---- Data

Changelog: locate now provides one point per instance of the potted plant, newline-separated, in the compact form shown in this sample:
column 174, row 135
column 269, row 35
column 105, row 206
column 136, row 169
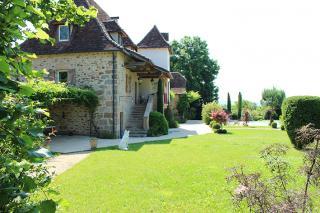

--------

Task → When you copy the listing, keep every line exactly as it is but leave out all images.

Your solution →
Changelog: locate now provides one point per instance of the potted plant, newline-separated, in the compact form shown in this sample:
column 174, row 135
column 269, row 35
column 105, row 206
column 136, row 169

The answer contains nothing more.